— start of PAGE TEXT —
Crossing the Stream: Part 39 - "Santa Clarita Diet" Sn 1, Ep 10

In an effort to curb my excessive snacking and perusal of communal foodstuffs, I spent a good portion of the day sequestered. I was glued to my computer, or glued to the stationary bike. Well...there was a fire alarm.

And that fire alarm put me about 100 yards from a 7-11 and a Subway. Now, I know. It's not enough to cause me to float like Fred Flintstone, but that combination of familiar bread aroma and questionable deep frying had my stomach going loud.

I had a fun conversation with coworkers about a possible fire alarm and evacuation while I'm in sweaty gym clothes. This would be a bad day for me. I'm self-conscious enough stomping around the office in that state. Taking it outside is something closer to stepping out my front door in my underwear. You just have to respect a radius on this. And really, really, what are they going to do to me if I take five minutes and get dressed instead of filing outside like salmon going upstream? By the time I get dressed, everyone will be coming back in and the whole thing will be over. Right? Right.

I'm totally rational about this sort of thing, and not at all in denial about it.
— end of PAGE TEXT —
— start of RECORDS SHOWN —
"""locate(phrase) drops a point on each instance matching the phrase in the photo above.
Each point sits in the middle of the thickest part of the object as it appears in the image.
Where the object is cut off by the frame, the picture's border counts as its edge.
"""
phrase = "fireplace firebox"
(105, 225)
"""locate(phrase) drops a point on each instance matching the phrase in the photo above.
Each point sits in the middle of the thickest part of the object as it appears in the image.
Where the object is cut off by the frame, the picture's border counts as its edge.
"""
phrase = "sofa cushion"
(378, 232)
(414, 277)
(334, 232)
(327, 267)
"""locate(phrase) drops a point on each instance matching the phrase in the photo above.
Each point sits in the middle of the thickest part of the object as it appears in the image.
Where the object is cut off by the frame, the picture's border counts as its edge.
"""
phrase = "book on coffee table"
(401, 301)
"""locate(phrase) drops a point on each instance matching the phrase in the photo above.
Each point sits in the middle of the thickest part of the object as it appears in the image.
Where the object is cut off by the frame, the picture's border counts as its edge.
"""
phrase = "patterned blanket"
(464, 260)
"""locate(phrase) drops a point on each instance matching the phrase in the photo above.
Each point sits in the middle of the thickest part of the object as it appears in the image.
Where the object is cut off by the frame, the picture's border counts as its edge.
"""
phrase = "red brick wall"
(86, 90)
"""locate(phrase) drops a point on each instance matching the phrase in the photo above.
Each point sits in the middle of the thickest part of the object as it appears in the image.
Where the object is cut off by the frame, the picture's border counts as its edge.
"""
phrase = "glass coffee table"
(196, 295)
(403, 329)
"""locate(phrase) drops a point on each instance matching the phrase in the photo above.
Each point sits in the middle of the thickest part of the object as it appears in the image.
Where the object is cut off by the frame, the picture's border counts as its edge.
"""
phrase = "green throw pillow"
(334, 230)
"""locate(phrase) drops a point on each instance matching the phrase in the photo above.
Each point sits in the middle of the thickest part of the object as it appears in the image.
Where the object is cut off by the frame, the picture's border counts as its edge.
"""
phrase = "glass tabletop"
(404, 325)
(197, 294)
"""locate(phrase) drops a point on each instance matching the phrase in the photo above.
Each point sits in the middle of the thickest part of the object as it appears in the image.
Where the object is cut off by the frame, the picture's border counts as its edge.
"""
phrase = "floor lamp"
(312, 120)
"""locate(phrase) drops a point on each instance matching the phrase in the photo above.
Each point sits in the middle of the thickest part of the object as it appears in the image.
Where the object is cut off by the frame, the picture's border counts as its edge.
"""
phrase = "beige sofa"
— end of RECORDS SHOWN —
§ **TASKS TO CARRY OUT**:
1) Please gather every line of the rows that contains the word "sofa". Case counts.
2) Write the next part of the post about the office fire alarm, starting after its final sentence.

§ **RESULTS IN ORDER**:
1)
phrase = "sofa cushion"
phrase = "beige sofa"

2)
"Santa Clarita Diet" Season 1, Episode 10 - "Baka, Bile and Baseball Bats"



It takes confidence to end your first season of a dialogue-heavy comedy on a narrative cliffhanger. As anyone would have predicted, Sheila Hammond remains a flesh-eating undead realtor, and the household's precarious situation has gone completely sideways, even by their new askew standards. Sure, Netflix has never declined a second season of any of their original programs, so it was probably a pretty sure bet that this wasn't the end of the series, but most television uses a season finale as a bookmark, a place to logically stop for a spell. And most of them will craft that finale as some sort of resolution, even if it's only the end of a character's current arc or the dust settling on an immediate conflict.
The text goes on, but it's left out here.